WHAT IS ASKED:
Pictures in the records should not be copied, but every other part must be repeated exactly.

_ _ _

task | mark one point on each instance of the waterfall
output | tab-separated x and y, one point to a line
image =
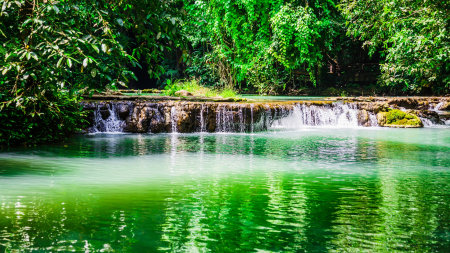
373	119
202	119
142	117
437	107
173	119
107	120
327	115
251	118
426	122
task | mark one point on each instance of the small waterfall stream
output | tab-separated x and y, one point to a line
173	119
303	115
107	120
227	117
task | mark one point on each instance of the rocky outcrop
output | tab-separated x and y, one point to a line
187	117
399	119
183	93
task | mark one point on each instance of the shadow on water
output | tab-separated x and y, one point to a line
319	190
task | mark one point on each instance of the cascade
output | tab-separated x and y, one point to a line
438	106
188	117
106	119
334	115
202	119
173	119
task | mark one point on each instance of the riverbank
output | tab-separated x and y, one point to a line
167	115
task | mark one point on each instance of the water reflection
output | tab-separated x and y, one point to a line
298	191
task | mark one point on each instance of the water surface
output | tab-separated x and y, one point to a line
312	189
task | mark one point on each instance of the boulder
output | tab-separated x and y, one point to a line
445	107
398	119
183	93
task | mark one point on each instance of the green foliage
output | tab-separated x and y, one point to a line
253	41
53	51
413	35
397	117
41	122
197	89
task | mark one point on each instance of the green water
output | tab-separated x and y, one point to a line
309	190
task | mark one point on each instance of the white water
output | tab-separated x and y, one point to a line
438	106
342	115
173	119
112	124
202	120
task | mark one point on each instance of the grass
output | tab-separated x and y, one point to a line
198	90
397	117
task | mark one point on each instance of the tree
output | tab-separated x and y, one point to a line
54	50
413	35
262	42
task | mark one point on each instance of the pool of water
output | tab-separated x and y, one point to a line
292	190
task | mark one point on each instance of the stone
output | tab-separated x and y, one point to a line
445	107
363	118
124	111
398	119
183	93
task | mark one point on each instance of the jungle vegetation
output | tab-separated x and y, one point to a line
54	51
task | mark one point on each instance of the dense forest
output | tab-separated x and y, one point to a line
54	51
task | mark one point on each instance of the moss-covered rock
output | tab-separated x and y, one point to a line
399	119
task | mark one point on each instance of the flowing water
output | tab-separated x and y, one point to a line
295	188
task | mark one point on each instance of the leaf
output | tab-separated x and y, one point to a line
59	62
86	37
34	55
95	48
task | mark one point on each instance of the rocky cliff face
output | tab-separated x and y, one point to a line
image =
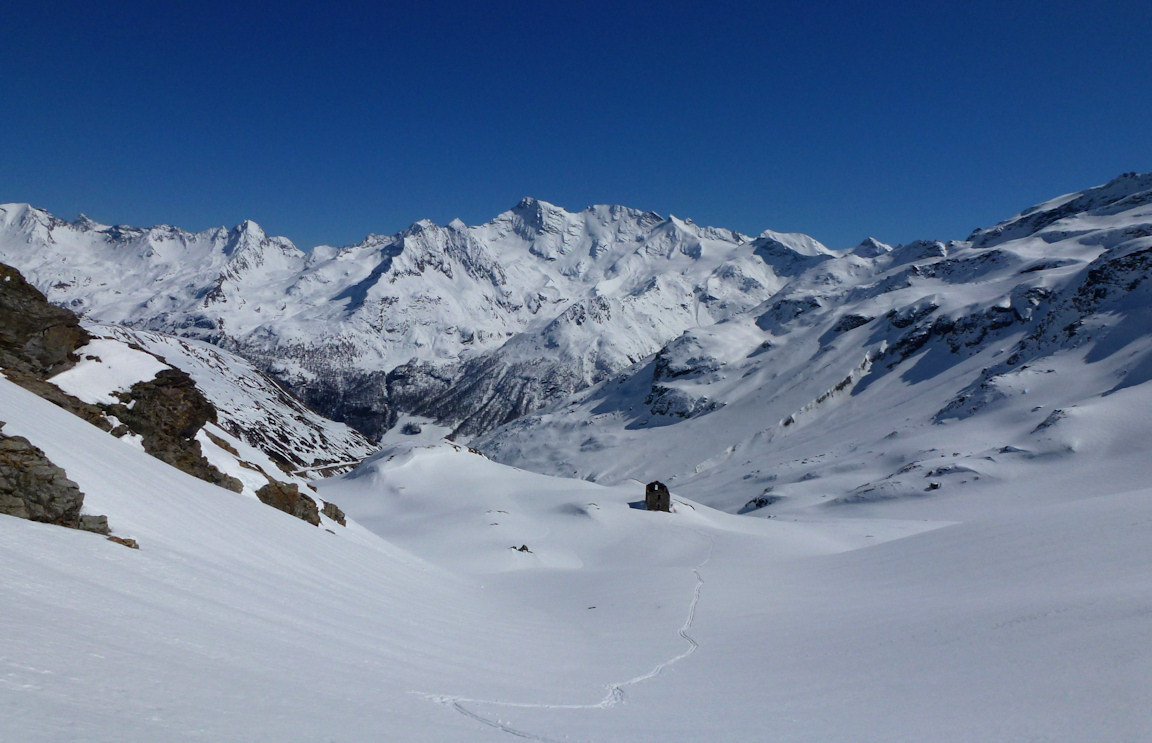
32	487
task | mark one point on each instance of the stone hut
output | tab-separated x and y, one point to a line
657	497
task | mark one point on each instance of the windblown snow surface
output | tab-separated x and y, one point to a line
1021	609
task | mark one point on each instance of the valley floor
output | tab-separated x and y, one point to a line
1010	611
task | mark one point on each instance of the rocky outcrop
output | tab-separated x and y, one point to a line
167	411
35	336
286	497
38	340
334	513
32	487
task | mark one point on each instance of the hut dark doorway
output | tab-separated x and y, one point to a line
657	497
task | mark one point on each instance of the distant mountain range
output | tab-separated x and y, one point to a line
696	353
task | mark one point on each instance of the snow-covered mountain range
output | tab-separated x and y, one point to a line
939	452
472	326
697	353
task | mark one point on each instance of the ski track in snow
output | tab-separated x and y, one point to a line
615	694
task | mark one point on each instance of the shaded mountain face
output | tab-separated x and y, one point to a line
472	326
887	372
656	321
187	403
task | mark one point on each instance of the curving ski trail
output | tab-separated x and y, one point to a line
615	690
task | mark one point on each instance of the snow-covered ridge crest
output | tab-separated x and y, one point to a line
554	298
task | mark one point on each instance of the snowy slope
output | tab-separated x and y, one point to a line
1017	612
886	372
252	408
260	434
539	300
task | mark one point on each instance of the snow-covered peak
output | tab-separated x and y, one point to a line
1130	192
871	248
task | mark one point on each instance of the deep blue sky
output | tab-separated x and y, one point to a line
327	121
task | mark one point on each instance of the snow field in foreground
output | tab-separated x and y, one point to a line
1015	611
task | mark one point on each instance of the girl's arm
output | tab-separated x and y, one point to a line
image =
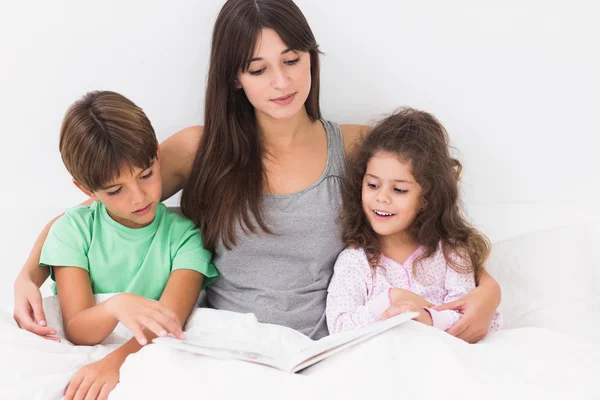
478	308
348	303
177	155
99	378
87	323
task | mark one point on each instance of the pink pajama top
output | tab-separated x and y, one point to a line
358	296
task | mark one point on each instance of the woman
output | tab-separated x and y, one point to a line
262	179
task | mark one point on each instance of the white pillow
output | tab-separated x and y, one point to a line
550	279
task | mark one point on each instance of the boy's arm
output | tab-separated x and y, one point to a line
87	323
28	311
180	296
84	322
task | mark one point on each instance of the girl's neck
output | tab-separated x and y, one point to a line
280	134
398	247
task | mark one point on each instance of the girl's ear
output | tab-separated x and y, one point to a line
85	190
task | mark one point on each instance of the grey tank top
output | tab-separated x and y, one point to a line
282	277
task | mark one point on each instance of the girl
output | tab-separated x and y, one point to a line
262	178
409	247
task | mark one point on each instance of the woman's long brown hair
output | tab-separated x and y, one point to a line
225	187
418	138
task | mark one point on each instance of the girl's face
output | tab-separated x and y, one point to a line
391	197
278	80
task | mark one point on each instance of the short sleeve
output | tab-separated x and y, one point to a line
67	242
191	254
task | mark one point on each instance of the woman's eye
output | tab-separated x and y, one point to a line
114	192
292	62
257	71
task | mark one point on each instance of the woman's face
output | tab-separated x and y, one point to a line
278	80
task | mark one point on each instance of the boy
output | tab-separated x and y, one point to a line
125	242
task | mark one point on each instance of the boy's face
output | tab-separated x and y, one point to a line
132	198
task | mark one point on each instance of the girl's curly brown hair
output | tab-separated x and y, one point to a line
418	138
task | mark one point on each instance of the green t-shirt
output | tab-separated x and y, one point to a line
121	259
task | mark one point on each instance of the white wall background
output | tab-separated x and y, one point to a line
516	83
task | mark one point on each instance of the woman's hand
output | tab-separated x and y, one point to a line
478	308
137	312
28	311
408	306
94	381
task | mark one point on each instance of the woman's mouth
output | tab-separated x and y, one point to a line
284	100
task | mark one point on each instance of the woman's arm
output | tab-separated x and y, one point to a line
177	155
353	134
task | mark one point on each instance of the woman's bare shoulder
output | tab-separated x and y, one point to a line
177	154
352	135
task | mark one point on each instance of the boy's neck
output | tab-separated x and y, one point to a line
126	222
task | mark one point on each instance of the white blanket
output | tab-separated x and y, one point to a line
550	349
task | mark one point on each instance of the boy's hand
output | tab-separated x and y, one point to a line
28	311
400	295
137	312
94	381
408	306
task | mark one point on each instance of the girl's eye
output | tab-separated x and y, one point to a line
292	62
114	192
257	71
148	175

_ _ _

ANSWER FOR THE TASK:
task | mark one point on each instance of the waterfall
output | tab-separated x and y, one point to a line
image =
373	119
202	119
142	117
437	107
173	119
107	120
327	115
251	118
426	122
task | mark one point on each instance of the small waterfall stream
output | tab-separated x and y, one point to a line
173	119
303	115
107	120
227	117
task | mark one point on each instance of the rocky outcrop
output | tab-separated x and y, one point to a line
187	117
399	119
183	93
task | mark one point on each instance of the shadow on water
output | tab-separated x and y, one point to a line
319	190
task | mark one point on each instance of the cascade
output | tab-separated x and y, one point to a line
438	106
188	117
106	119
334	115
202	119
173	119
task | mark one point on each instance of the riverbank
output | tab-separated x and y, one point to a line
167	115
task | mark one point on each instance of the water reflection
output | tab-separated x and y, one point to a line
298	191
task | mark one point on each instance of the water surface
output | tab-separated x and y, one point to a line
312	189
task | mark one point on each instance of the boulder
output | tab-separated x and y, one point to a line
445	107
398	119
183	93
task | mark one point on each instance of the green foliage
output | tab-separated x and y, one point to a line
253	41
53	51
413	35
397	117
41	122
197	89
task | mark one point on each instance of the green water
output | tab-separated x and y, one point to a line
309	190
task | mark one point on each instance of the white water
output | tab-separated x and y, one point to a line
438	106
342	115
173	119
112	124
202	120
task | mark one point on each instance of the grass
output | tab-separated x and y, one point to a line
198	90
397	117
task | mark one point on each instance of the tree
output | tab-separated x and y, one point to a line
54	50
413	35
262	42
task | mark one point on each instance of the pool of water
output | tab-separated x and y, one point to a line
292	190
task | mark one point on each instance of the stone
output | tab-separated x and y, one point to a line
445	107
363	118
124	111
398	119
183	93
task | mark one point on each instance of the jungle vegetation
output | tab-separated x and y, one point to a line
54	51
task | mark one point on each instance of the dense forest
output | tab-separated x and y, one point to a line
54	51
task | mark one point on each instance of the moss-covered rock
output | tab-separated x and y, one point to a line
399	119
task | mark one point on each instance of the flowing water
output | tab-separated x and y, one point to a line
295	188
task | mark one point on each instance of the leaf
output | tab-separated x and y, one point to a line
59	62
86	37
34	55
95	48
task | mark one point on each instance of the rocky cliff face
output | tab-separated x and y, one point to a line
image =
32	487
task | mark one point on each instance of the stone hut
output | tab-separated x and y, one point to a line
657	497
task | mark one point on each instance of the windblown snow surface
output | tab-separated x and y, one point to a line
1021	609
task | mark one point on each instance of the valley floor
output | tab-separated x and y, one point to a line
1010	611
task | mark one point on each instance of the rocky outcrop
output | tab-separated x and y, one point to a line
167	411
35	336
286	497
38	340
334	513
32	487
task | mark one point on each instance of the hut dark doorway
output | tab-separated x and y, one point to a line
657	497
task | mark one point on each instance of the distant mountain range
output | tab-separated x and y, one point to a line
696	353
task | mark one point on each instance of the snow-covered mountain range
output | tab-separated x and y, one point to a line
939	452
472	326
697	353
task | mark one point on each instance of the ski track in snow
output | tab-separated x and y, one point to a line
615	694
task | mark one point on each instance of the shaded mountain face
output | tab-separated x and y, one point to a line
472	326
887	372
656	321
187	403
task | mark one point on each instance of the curving ski trail
output | tab-separated x and y, one point to a line
615	690
task | mark one point on each instance of the snow-covered ridge crest
output | tab-separated x and y, one point to a line
554	298
task | mark one point on each instance of the snowy slope
output | tab-separated x and y, one point to a line
1017	612
886	372
252	408
260	434
539	300
task | mark one point on each instance of the snow-covered peak
output | tab-separated x and y, one point to a line
1130	192
871	248
task | mark one point on each instance of the deep blue sky
output | tab-separated x and y, one point to a line
327	121
task | mark one point on each instance of the snow field in foreground
output | tab-separated x and y, one point to a line
1015	611
task | mark one point on each instance of the girl's arm
output | tab-separated x and y, one point to a line
image =
478	308
348	303
177	155
99	378
87	323
task | mark one point on each instance of the pink pajama top
output | tab-separated x and y, one point to a line
358	296
task | mark one point on each instance of the woman
output | tab-separated x and y, one point to a line
262	179
task | mark one point on each instance of the white pillow
output | tab-separated x and y, one point to a line
550	279
task | mark one point on each instance of the boy's arm
output | tab-separated x and y, one point to a line
87	323
28	311
180	296
84	322
task | mark one point on each instance of the girl's neck
output | tab-separated x and y, one point to a line
280	134
398	247
task | mark one point on each instance of the girl's ear
output | tab-separated x and y, one point to a line
85	190
task | mark one point on each instance of the grey tank top
output | tab-separated x and y, one point to a line
282	277
task | mark one point on each instance of the girl
output | tab-separated x and y, one point to a line
262	178
409	247
task | mark one point on each instance of the woman's long brown hair
output | tab-separated x and y, one point to a line
225	187
418	138
task | mark one point on each instance of the girl's face
output | tab-separated x and y, one point to a line
391	197
278	80
task | mark one point on each instance of the short sleeve
output | tab-separated x and y, one point to a line
67	242
191	254
task | mark one point on each instance of the woman's eye
output | tab-separated x and y, one point to a line
114	192
292	62
257	71
task | mark one point on each instance of the woman's face
output | tab-separated x and y, one point to a line
278	80
task | mark one point on each instance of the boy
output | tab-separated x and y, one point to a line
125	242
task | mark one point on each instance of the boy's face
output | tab-separated x and y, one point to a line
132	198
task | mark one point on each instance of the girl's curly brown hair
output | tab-separated x and y, one point to a line
418	138
task | mark one point on each instance of the green t-shirt
output | tab-separated x and y, one point to a line
121	259
task | mark one point on each instance of the white wall background
output | tab-separated x and y, one point to a line
516	83
task | mark one point on each instance of the woman's hand
output | tab-separated x and y, one point to a line
478	308
137	312
28	311
408	306
94	381
task | mark one point on each instance of the woman's mouth
output | tab-separated x and y, one point to a line
284	100
task | mark one point on each instance of the woman's arm
output | tab-separated x and y, one point to a line
177	155
353	134
task | mark one point on each instance of the woman's bare shoulder
output | tab-separated x and y, one point to a line
177	154
352	135
task | mark one point on each instance of the boy's neck
output | tab-separated x and y, one point to a line
126	222
task | mark one point on each instance of the white blanket
output | tab-separated x and y, one point to a line
550	349
task | mark one point on each instance of the boy's hand
output | tab-separated x and y, one point to a line
28	311
400	295
137	312
94	381
408	306
task | mark one point on each instance of the girl's eye
output | tab-separated x and y, one point to a line
292	62
114	192
257	71
148	175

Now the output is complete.